[Image box annotation records]
_ _ _
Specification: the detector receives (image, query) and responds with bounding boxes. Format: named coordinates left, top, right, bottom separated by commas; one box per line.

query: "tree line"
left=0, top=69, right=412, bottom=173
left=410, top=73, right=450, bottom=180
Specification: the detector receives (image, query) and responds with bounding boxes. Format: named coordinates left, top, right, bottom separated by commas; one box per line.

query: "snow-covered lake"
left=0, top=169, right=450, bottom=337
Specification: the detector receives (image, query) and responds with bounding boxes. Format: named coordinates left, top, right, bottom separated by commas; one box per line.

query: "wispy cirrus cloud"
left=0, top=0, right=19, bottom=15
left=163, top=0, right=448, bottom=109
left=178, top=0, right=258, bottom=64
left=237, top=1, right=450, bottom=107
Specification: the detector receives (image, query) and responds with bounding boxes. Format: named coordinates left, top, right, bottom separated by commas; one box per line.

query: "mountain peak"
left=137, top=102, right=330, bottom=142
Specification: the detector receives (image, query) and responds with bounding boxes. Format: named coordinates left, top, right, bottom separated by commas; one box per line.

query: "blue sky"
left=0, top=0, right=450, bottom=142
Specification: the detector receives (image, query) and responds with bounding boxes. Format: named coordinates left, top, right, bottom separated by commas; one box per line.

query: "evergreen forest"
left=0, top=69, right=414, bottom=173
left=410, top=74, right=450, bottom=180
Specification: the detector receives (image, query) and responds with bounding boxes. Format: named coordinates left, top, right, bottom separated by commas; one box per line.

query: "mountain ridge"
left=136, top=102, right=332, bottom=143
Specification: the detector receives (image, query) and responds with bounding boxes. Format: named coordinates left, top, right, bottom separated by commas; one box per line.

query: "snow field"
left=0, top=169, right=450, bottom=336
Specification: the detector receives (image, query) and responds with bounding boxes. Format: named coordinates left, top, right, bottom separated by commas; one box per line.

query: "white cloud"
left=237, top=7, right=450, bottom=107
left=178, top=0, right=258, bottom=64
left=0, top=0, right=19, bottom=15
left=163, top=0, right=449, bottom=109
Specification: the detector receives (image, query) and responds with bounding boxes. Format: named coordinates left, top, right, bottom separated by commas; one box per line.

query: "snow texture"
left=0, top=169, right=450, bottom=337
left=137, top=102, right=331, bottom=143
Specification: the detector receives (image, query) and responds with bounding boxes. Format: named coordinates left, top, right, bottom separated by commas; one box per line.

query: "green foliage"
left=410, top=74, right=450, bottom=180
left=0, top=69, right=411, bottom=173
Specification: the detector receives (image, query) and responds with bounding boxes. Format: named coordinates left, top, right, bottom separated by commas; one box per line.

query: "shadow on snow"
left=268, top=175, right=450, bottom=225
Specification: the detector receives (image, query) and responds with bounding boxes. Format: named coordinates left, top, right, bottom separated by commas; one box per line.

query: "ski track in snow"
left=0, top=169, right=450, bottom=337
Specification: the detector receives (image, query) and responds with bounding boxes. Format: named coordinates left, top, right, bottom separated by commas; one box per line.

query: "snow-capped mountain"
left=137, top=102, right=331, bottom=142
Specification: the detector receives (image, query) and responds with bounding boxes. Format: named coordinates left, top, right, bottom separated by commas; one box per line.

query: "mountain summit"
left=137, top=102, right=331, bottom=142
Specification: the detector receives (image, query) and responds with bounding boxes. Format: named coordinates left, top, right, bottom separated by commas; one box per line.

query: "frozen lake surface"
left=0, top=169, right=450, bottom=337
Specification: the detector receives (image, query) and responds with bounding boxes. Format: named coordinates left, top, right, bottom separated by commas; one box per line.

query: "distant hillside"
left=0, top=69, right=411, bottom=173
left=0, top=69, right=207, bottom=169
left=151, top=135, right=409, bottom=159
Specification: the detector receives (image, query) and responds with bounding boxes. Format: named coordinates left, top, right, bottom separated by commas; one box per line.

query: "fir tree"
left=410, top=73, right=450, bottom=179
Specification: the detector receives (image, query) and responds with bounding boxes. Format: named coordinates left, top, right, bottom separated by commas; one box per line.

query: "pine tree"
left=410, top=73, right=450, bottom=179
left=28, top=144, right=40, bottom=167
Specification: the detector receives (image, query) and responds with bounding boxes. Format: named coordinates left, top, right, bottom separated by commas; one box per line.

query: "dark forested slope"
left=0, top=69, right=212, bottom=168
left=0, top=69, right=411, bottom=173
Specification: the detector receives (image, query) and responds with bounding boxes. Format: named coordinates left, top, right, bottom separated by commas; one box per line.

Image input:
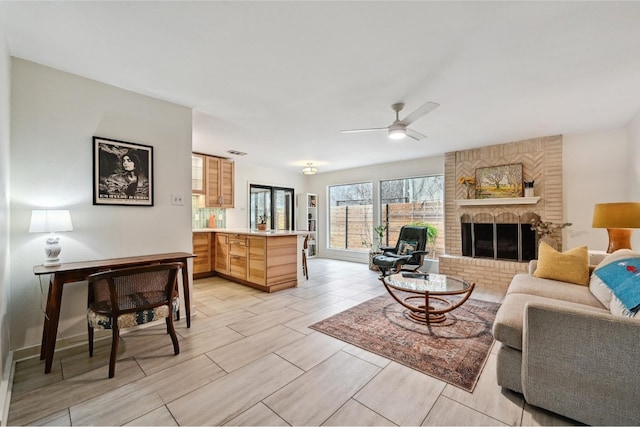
_ _ _
Exercise description >> Return the lines from the very start of the items above through the line containing "left=0, top=69, right=412, bottom=173", both ends included, reproduced without any change.

Solution below >>
Specification: the detector receives (image, query) and responds with bounding boxes. Format: named coordinates left, top, right, bottom separated by commas; one box per line.

query: "tree line"
left=0, top=69, right=412, bottom=173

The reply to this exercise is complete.